DATA SUPPLIED:
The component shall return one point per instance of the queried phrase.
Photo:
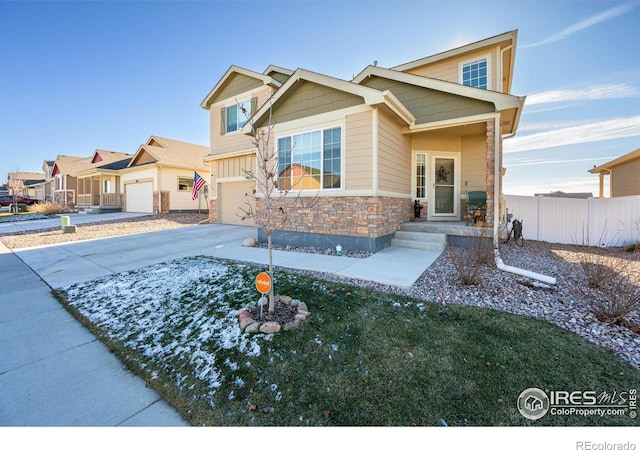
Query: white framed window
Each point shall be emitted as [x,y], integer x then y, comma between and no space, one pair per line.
[185,184]
[475,73]
[311,160]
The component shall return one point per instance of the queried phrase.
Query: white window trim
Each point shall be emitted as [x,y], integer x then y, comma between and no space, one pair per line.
[478,58]
[233,102]
[296,131]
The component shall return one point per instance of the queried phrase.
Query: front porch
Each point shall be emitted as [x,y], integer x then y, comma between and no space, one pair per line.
[110,202]
[437,235]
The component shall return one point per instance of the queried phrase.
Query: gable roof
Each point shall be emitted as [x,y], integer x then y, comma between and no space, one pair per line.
[606,167]
[495,40]
[234,70]
[369,95]
[105,160]
[501,101]
[70,165]
[170,152]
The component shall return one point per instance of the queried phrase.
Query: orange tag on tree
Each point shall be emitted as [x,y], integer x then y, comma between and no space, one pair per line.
[263,282]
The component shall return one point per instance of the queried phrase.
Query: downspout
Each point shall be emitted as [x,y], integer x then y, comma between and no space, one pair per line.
[496,216]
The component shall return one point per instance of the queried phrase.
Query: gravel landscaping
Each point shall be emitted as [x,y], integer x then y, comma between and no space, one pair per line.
[440,283]
[519,295]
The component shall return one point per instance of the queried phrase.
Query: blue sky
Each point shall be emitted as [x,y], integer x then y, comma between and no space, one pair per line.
[77,76]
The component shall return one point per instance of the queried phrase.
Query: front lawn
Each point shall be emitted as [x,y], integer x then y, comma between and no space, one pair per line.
[362,358]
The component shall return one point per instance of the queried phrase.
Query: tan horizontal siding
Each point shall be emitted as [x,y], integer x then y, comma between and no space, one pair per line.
[449,70]
[237,84]
[435,142]
[358,151]
[625,180]
[428,105]
[394,157]
[235,141]
[310,99]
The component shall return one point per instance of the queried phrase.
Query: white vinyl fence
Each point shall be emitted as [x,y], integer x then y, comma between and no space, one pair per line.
[593,221]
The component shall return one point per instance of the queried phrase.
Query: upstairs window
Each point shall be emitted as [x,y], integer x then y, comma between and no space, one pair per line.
[235,116]
[476,73]
[310,160]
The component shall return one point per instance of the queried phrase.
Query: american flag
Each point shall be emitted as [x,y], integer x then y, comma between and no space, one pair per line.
[198,182]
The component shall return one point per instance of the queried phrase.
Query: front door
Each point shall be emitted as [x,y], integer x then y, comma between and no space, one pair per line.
[444,193]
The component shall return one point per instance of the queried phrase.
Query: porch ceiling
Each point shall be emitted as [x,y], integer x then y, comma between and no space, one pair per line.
[462,130]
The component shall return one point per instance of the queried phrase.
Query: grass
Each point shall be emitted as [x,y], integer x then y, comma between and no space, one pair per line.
[363,358]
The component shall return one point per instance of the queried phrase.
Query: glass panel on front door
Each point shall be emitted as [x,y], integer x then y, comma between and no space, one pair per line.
[444,186]
[421,175]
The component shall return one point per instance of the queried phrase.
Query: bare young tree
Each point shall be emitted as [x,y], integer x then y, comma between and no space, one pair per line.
[15,184]
[271,216]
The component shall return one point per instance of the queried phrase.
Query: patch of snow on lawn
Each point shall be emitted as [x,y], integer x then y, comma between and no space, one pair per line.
[178,314]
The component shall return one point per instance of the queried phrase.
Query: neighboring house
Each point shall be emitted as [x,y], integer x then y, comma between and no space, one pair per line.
[64,179]
[43,189]
[623,175]
[159,177]
[565,194]
[98,186]
[429,130]
[23,183]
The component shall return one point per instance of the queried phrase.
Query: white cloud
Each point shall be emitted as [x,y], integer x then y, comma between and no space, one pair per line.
[535,162]
[529,188]
[602,92]
[583,24]
[591,132]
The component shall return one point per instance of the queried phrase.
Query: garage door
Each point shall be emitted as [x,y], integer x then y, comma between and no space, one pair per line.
[231,196]
[139,197]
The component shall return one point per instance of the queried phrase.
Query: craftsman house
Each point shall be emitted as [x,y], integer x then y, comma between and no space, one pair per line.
[623,175]
[98,186]
[159,177]
[429,130]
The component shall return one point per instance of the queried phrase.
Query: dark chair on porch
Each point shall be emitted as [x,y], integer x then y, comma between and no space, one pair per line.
[476,207]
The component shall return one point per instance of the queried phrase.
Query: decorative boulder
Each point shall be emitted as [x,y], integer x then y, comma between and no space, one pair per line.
[250,242]
[284,299]
[245,322]
[270,327]
[253,328]
[290,326]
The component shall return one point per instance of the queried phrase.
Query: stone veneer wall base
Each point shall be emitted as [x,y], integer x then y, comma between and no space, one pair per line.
[301,239]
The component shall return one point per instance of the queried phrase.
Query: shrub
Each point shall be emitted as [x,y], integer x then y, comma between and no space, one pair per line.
[469,259]
[612,288]
[615,300]
[49,208]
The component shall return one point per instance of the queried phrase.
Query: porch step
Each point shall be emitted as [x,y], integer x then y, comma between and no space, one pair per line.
[420,240]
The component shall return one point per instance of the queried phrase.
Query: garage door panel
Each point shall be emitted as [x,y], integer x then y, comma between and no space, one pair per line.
[139,197]
[231,197]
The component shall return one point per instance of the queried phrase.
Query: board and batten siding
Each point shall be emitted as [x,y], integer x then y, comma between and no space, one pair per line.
[358,151]
[394,157]
[233,167]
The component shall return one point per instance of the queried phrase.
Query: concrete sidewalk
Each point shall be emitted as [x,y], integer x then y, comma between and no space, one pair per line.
[53,372]
[65,264]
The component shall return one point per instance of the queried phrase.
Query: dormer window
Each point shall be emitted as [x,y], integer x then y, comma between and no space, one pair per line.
[476,73]
[234,117]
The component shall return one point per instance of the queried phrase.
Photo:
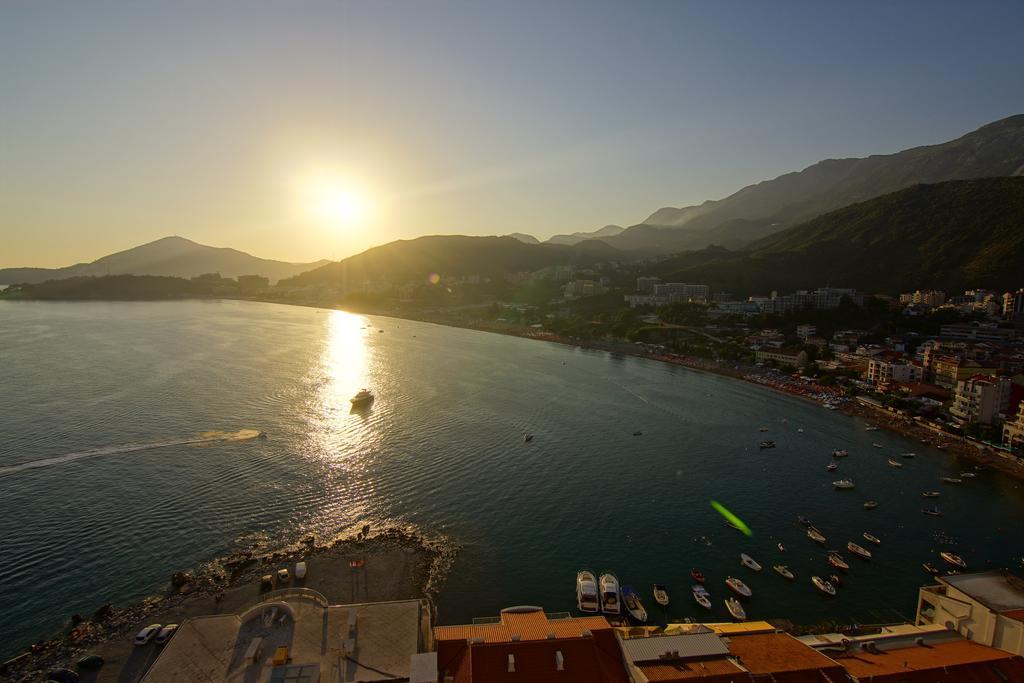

DIRECTIONS: Copy every row above that contains the word "tree", one row per line.

RESPONSE TO THIS TASK:
Query: orange tag on tree
Query: bare young tree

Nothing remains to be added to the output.